Exercise brief: Verbatim copy without images: return all of the data as it stands.

Extracted records:

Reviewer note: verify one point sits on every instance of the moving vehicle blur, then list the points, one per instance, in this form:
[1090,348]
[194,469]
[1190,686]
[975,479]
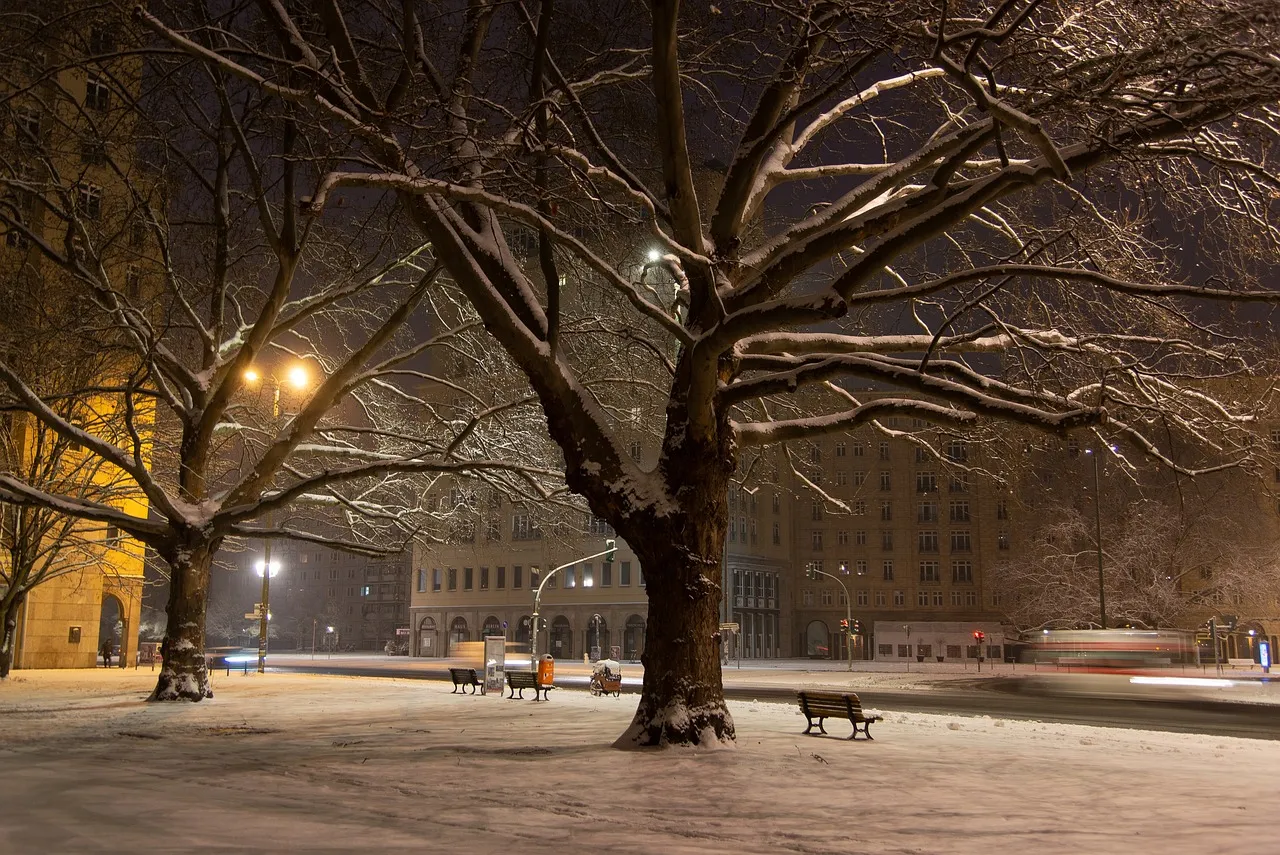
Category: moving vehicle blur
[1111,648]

Worked solution:
Reviewer note: verify one point sits on every instance of the moving vehicle blur, then list the points, one per instance, in this form:
[1090,348]
[194,469]
[1190,686]
[975,479]
Category: moving vehicle blur
[1111,648]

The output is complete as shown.